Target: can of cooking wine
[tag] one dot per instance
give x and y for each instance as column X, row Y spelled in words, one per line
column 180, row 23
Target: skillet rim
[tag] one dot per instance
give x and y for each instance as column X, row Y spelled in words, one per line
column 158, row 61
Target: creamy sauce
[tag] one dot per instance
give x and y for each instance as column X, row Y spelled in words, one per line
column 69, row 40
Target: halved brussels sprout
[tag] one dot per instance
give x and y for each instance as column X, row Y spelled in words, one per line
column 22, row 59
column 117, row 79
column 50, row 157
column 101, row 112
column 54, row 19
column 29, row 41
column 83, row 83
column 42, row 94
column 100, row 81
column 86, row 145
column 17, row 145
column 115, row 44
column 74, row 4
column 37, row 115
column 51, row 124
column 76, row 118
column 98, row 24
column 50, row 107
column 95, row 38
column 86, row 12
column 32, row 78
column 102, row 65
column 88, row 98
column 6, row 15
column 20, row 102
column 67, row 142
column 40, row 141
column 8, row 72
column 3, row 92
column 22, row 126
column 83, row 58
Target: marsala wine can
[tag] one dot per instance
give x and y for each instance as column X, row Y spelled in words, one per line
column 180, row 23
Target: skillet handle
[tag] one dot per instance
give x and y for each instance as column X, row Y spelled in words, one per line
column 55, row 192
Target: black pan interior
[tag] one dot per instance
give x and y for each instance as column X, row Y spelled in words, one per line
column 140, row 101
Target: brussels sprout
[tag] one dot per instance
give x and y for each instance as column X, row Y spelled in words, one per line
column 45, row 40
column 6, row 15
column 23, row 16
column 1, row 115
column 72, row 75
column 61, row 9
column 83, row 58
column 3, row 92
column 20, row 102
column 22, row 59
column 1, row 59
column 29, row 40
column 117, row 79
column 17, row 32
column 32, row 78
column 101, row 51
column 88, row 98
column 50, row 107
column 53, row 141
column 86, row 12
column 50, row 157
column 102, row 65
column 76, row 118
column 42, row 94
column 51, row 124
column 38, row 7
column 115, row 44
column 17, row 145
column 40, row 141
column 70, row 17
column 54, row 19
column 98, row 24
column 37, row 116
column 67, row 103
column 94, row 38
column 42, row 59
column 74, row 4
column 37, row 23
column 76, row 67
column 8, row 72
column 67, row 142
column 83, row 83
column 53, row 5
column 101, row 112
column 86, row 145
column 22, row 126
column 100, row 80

· · · · ·

### [Exercise goal]
Pull out all lines containing the word "sprout" from the entries above.

### [Your solution]
Target: halved brussels sprout
Target: brussels sprout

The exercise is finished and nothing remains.